Quellenauszug —
>>>>

European Case Law Identifier: ECLI:AT:OGH0002:2016:0130OS00090.16H.1012.000
Spruch:
Die Nichtigkeitsbeschwerde wird zurückgewiesen.
Aus deren Anlass wird das angefochtene Urteil, das im Übrigen unberührt bleibt, in der Subsumtion dem Angeklagten Thomas V***** angelasteter Taten nach § 148 zweiter Fall StGB, in der zum Schuldspruch A gebildeten Subsumtionseinheit, demzufolge auch im diesen Angeklagten betreffenden Strafausspruch, sowie im Verfallserkenntnis aufgehoben und die Sache in diesem Umfang zu neuer Verhandlung und Entscheidung an das Landesgericht für Strafsachen Wien verwiesen.

<<<<

Aufgabe 1 — Gib den Teil des Quellenauszugs unverändert aus, der mit den Worten „Aus deren Anlass“ einsetzt und mit „Strafsachen Wien verwiesen.“ schließt.
Der Quellenauszug und die Einträge haben inhaltlich nichts miteinander zu tun.

Angezeigte Daten —
>>>>

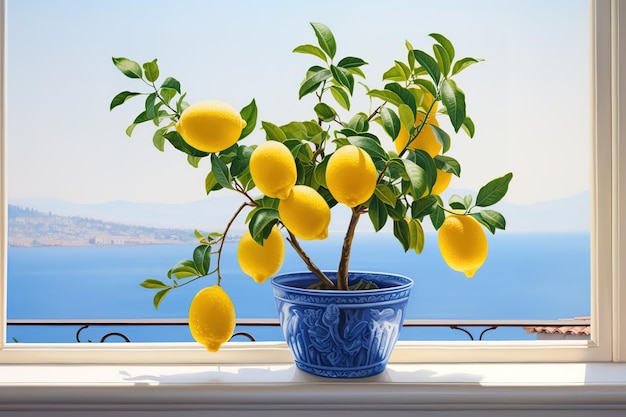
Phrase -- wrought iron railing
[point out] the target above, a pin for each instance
(469, 327)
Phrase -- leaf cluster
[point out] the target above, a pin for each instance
(414, 88)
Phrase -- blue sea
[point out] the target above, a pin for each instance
(527, 276)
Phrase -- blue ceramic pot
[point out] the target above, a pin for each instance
(341, 334)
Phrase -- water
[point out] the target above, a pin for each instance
(526, 276)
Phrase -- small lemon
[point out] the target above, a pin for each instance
(261, 261)
(463, 243)
(212, 317)
(426, 140)
(305, 213)
(441, 183)
(351, 175)
(273, 169)
(210, 125)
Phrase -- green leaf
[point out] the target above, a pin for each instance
(429, 64)
(454, 100)
(351, 62)
(249, 113)
(340, 96)
(129, 68)
(151, 70)
(325, 39)
(158, 139)
(493, 191)
(221, 173)
(405, 95)
(423, 206)
(150, 110)
(426, 85)
(492, 219)
(390, 121)
(273, 132)
(179, 143)
(261, 223)
(468, 127)
(437, 217)
(377, 212)
(416, 176)
(407, 117)
(443, 60)
(311, 50)
(461, 64)
(202, 258)
(359, 123)
(314, 77)
(325, 112)
(394, 74)
(386, 95)
(445, 43)
(121, 98)
(441, 136)
(158, 297)
(211, 184)
(402, 233)
(369, 145)
(172, 83)
(448, 164)
(153, 283)
(343, 77)
(385, 193)
(416, 235)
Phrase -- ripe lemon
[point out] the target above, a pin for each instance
(441, 183)
(273, 169)
(351, 175)
(463, 243)
(261, 261)
(212, 317)
(210, 125)
(426, 140)
(305, 213)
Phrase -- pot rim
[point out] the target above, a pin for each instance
(407, 285)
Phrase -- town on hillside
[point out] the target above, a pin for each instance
(29, 227)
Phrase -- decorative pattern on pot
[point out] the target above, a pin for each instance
(341, 334)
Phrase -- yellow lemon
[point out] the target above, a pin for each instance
(441, 183)
(210, 125)
(351, 175)
(261, 261)
(463, 243)
(212, 317)
(273, 169)
(426, 140)
(305, 213)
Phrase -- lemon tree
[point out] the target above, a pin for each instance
(294, 173)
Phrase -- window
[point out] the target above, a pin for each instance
(605, 237)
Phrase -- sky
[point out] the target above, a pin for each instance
(529, 99)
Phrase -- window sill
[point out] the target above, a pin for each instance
(432, 389)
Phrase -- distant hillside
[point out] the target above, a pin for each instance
(30, 227)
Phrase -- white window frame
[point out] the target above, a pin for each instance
(608, 232)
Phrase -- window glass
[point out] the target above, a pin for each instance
(92, 212)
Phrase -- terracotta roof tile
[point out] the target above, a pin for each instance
(575, 330)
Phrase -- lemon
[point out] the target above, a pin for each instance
(210, 125)
(212, 317)
(305, 213)
(441, 183)
(273, 169)
(261, 261)
(351, 175)
(426, 140)
(463, 243)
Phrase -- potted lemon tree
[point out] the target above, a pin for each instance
(339, 323)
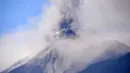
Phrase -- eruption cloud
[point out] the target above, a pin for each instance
(98, 25)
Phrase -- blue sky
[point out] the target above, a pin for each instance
(17, 12)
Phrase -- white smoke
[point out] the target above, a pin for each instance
(96, 21)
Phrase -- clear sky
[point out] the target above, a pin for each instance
(17, 12)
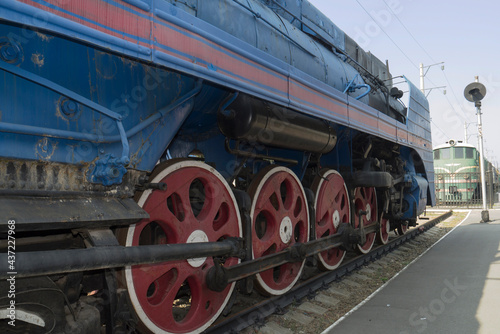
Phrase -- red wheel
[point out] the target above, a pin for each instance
(198, 206)
(332, 208)
(365, 199)
(385, 228)
(280, 218)
(402, 228)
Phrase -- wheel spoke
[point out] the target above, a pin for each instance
(332, 208)
(279, 219)
(197, 206)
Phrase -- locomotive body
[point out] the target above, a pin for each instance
(149, 123)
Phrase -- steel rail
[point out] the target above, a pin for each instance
(256, 314)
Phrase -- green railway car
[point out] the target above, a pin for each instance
(457, 173)
(458, 176)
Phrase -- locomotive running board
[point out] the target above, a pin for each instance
(49, 213)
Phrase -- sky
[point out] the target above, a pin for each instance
(465, 35)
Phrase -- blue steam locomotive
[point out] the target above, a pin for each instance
(156, 152)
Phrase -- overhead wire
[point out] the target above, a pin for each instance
(382, 29)
(465, 114)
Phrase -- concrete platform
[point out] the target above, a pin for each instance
(453, 288)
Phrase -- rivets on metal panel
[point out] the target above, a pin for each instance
(10, 51)
(70, 108)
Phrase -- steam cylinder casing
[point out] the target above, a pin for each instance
(255, 120)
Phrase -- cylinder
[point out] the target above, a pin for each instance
(257, 121)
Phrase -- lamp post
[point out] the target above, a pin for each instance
(475, 92)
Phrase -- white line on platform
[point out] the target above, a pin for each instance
(326, 331)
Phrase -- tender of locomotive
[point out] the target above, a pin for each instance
(156, 152)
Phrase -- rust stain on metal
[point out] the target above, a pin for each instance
(44, 37)
(38, 59)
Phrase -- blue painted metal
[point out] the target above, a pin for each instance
(122, 95)
(352, 87)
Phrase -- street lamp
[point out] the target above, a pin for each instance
(475, 92)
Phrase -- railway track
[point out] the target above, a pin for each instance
(260, 309)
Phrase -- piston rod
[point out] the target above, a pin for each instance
(30, 264)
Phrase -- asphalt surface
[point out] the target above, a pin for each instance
(453, 288)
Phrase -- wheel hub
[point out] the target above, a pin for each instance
(197, 236)
(286, 230)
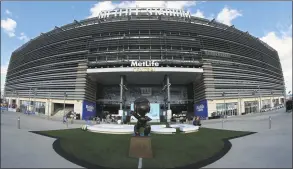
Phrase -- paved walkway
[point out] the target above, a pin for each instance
(22, 149)
(267, 149)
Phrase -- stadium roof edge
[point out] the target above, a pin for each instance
(89, 21)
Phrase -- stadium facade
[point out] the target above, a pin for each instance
(179, 62)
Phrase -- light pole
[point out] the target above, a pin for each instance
(29, 99)
(273, 99)
(49, 114)
(260, 102)
(239, 102)
(253, 94)
(64, 104)
(35, 92)
(223, 94)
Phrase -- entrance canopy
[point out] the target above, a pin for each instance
(144, 75)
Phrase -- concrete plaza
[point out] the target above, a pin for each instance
(268, 148)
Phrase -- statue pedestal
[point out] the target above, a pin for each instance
(140, 147)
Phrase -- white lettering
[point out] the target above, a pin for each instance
(140, 11)
(144, 63)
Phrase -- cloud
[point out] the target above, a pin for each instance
(198, 14)
(8, 12)
(283, 44)
(9, 26)
(109, 5)
(227, 15)
(23, 37)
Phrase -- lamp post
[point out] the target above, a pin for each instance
(260, 102)
(224, 94)
(49, 114)
(272, 94)
(65, 95)
(35, 92)
(29, 99)
(253, 94)
(239, 102)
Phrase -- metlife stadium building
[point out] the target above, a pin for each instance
(179, 62)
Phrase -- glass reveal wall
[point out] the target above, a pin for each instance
(230, 109)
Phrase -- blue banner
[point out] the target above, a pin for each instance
(4, 108)
(201, 109)
(88, 109)
(154, 113)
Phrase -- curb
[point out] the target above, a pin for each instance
(58, 149)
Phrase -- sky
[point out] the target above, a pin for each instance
(271, 21)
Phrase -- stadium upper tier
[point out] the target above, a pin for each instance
(234, 62)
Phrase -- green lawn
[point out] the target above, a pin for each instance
(169, 151)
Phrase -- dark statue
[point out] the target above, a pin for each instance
(141, 108)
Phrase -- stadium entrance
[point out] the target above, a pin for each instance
(166, 88)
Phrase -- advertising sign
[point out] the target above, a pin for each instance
(148, 63)
(154, 113)
(88, 109)
(144, 11)
(201, 109)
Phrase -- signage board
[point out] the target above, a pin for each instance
(147, 63)
(88, 109)
(201, 109)
(143, 11)
(144, 69)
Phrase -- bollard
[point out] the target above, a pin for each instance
(18, 122)
(270, 122)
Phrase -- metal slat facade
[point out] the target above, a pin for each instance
(233, 61)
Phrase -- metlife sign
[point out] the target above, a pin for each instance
(149, 63)
(144, 11)
(201, 109)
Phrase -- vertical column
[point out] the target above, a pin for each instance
(120, 112)
(169, 111)
(168, 91)
(121, 91)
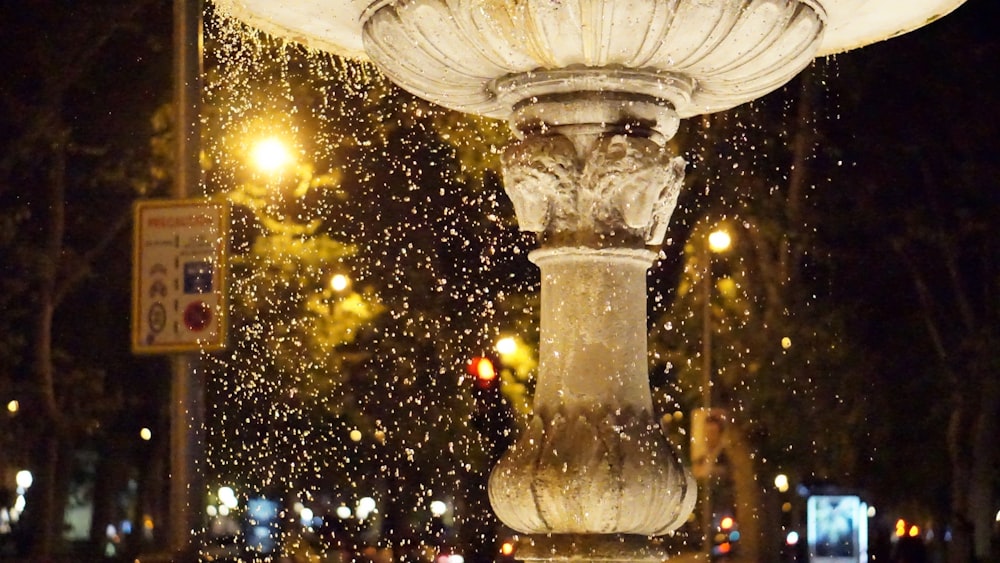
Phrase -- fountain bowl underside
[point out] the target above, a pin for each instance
(697, 57)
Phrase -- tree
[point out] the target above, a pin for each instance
(775, 349)
(427, 243)
(63, 163)
(925, 209)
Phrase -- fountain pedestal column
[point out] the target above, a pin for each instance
(592, 476)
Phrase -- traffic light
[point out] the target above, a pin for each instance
(483, 370)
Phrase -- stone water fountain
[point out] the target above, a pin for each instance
(593, 89)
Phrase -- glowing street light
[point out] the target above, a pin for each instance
(339, 282)
(270, 155)
(781, 482)
(506, 346)
(719, 240)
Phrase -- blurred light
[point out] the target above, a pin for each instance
(506, 346)
(306, 516)
(24, 479)
(340, 282)
(365, 507)
(719, 240)
(438, 508)
(270, 155)
(781, 482)
(483, 369)
(227, 496)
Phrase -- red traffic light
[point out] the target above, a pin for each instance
(482, 369)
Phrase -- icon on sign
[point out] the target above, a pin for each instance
(198, 277)
(197, 316)
(157, 318)
(158, 289)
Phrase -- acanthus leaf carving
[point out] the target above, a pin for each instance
(623, 184)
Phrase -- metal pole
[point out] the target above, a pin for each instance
(187, 489)
(706, 390)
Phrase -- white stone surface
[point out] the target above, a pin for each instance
(616, 190)
(592, 460)
(453, 52)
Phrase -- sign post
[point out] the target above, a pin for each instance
(179, 294)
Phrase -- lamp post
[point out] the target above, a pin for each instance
(716, 242)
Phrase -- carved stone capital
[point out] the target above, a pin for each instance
(617, 190)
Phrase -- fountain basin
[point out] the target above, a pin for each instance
(700, 56)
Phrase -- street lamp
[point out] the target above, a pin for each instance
(271, 154)
(717, 241)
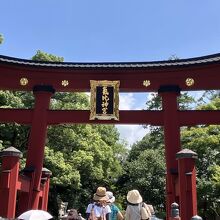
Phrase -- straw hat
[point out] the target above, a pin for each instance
(134, 197)
(110, 196)
(100, 194)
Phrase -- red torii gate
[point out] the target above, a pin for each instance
(167, 78)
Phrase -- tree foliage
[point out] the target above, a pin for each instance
(81, 157)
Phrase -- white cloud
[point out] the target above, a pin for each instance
(131, 133)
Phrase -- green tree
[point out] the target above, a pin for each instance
(81, 157)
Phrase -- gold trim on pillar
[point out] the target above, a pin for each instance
(190, 82)
(23, 81)
(104, 100)
(146, 83)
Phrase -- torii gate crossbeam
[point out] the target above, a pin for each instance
(167, 78)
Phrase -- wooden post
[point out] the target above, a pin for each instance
(8, 181)
(46, 184)
(172, 141)
(187, 183)
(174, 212)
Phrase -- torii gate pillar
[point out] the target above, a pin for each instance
(36, 144)
(169, 95)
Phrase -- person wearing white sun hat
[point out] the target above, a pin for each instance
(99, 209)
(136, 210)
(115, 212)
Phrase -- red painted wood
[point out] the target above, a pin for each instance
(8, 192)
(187, 188)
(206, 77)
(186, 118)
(36, 143)
(172, 144)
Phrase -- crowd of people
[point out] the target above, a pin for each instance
(103, 207)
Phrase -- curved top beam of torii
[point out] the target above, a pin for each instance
(68, 76)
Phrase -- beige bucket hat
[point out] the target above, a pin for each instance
(100, 194)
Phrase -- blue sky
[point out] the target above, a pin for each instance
(116, 30)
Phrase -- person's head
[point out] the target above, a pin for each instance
(134, 197)
(111, 197)
(100, 196)
(72, 214)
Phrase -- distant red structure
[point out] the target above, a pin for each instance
(167, 78)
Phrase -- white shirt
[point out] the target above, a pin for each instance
(98, 210)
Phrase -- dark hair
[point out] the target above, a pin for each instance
(73, 214)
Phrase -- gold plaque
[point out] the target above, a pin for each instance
(104, 100)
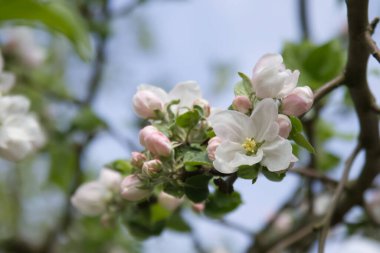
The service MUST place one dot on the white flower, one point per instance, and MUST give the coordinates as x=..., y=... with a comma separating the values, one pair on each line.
x=21, y=41
x=91, y=198
x=187, y=92
x=271, y=79
x=20, y=135
x=250, y=140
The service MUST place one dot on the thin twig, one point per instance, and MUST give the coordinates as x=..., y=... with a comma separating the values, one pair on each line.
x=327, y=219
x=305, y=172
x=328, y=87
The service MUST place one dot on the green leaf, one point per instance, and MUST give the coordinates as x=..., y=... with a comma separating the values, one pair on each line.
x=195, y=157
x=196, y=188
x=177, y=223
x=248, y=172
x=296, y=124
x=188, y=119
x=56, y=15
x=158, y=213
x=88, y=121
x=122, y=166
x=317, y=63
x=273, y=176
x=302, y=141
x=221, y=203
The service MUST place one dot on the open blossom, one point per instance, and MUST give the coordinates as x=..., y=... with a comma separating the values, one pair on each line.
x=285, y=125
x=22, y=43
x=271, y=79
x=131, y=190
x=298, y=102
x=213, y=144
x=146, y=103
x=91, y=198
x=151, y=167
x=250, y=140
x=169, y=202
x=187, y=92
x=20, y=135
x=155, y=141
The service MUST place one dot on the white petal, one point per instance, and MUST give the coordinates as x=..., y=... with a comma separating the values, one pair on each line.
x=269, y=82
x=156, y=90
x=290, y=83
x=243, y=159
x=231, y=125
x=187, y=92
x=264, y=119
x=277, y=154
x=267, y=60
x=224, y=154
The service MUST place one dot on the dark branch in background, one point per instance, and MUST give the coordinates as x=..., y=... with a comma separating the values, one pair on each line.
x=327, y=88
x=304, y=22
x=336, y=197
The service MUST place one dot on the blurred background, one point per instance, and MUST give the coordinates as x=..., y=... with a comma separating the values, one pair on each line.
x=86, y=109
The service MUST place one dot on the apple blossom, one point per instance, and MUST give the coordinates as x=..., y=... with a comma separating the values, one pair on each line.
x=242, y=104
x=22, y=43
x=186, y=92
x=151, y=167
x=20, y=135
x=250, y=140
x=146, y=103
x=138, y=159
x=204, y=104
x=213, y=144
x=131, y=189
x=271, y=79
x=285, y=125
x=91, y=198
x=169, y=202
x=155, y=141
x=298, y=102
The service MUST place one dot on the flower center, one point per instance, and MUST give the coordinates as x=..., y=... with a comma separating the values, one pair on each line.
x=249, y=146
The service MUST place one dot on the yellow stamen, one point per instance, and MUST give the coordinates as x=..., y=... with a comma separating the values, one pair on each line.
x=249, y=146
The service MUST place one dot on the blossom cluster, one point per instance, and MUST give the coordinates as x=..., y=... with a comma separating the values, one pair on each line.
x=20, y=131
x=187, y=143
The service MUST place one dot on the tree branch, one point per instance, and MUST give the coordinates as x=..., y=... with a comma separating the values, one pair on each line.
x=328, y=87
x=336, y=197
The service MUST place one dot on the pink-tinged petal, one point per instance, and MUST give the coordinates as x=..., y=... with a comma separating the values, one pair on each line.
x=264, y=120
x=277, y=154
x=290, y=83
x=243, y=159
x=224, y=154
x=231, y=125
x=187, y=92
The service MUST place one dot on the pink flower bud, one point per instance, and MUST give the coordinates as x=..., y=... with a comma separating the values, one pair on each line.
x=169, y=202
x=145, y=132
x=155, y=141
x=130, y=189
x=198, y=207
x=138, y=159
x=204, y=104
x=285, y=125
x=298, y=102
x=145, y=102
x=213, y=143
x=151, y=167
x=242, y=104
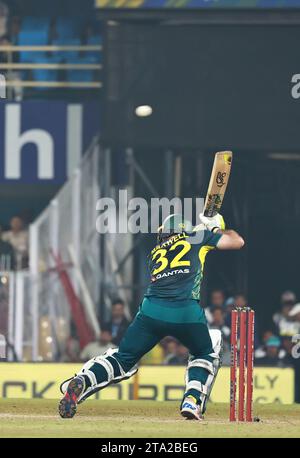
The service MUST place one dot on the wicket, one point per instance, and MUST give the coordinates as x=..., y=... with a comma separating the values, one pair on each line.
x=242, y=326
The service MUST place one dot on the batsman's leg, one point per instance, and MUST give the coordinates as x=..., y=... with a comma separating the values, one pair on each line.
x=112, y=367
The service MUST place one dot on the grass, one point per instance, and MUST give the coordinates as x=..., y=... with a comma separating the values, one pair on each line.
x=149, y=419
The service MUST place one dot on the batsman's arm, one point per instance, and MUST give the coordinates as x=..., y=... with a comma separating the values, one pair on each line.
x=230, y=240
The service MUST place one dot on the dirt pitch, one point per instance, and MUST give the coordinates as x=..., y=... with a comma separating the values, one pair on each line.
x=39, y=418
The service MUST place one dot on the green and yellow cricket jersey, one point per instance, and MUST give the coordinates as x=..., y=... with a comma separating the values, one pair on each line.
x=176, y=266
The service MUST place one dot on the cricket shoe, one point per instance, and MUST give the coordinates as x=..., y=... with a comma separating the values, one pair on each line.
x=190, y=410
x=68, y=405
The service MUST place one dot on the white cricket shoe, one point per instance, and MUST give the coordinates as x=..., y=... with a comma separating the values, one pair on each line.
x=190, y=410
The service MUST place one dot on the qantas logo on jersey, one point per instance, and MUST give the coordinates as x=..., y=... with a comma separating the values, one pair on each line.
x=171, y=273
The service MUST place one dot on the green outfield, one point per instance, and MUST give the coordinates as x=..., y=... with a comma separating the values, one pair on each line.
x=38, y=418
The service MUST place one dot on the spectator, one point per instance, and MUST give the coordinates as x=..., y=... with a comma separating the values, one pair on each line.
x=217, y=298
x=4, y=15
x=119, y=322
x=180, y=357
x=273, y=356
x=294, y=315
x=18, y=238
x=98, y=347
x=7, y=256
x=240, y=300
x=284, y=323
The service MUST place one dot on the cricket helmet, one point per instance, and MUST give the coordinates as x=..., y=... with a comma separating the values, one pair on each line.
x=173, y=224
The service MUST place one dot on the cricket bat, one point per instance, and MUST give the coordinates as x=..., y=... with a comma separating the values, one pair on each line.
x=218, y=183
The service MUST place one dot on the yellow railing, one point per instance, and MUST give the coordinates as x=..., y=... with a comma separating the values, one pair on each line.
x=11, y=66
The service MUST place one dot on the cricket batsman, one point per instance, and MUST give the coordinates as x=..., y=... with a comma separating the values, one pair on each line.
x=170, y=308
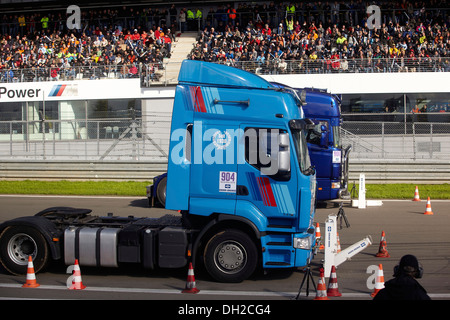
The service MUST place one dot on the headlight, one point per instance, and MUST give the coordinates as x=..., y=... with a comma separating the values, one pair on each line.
x=302, y=243
x=335, y=185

<<<<

Aufgabe 2 — Zähle die Zeilen der Einträge, in denen das Wort „distant“ vorkommt, und nenne nur diese Zahl.

Lösung 1 —
Aus deren Anlass wird das angefochtene Urteil, das im Übrigen unberührt bleibt, in der Subsumtion dem Angeklagten Thomas V***** angelasteter Taten nach § 148 zweiter Fall StGB, in der zum Schuldspruch A gebildeten Subsumtionseinheit, demzufolge auch im diesen Angeklagten betreffenden Strafausspruch, sowie im Verfallserkenntnis aufgehoben und die Sache in diesem Umfang zu neuer Verhandlung und Entscheidung an das Landesgericht für Strafsachen Wien verwiesen.

Lösung 2 — 2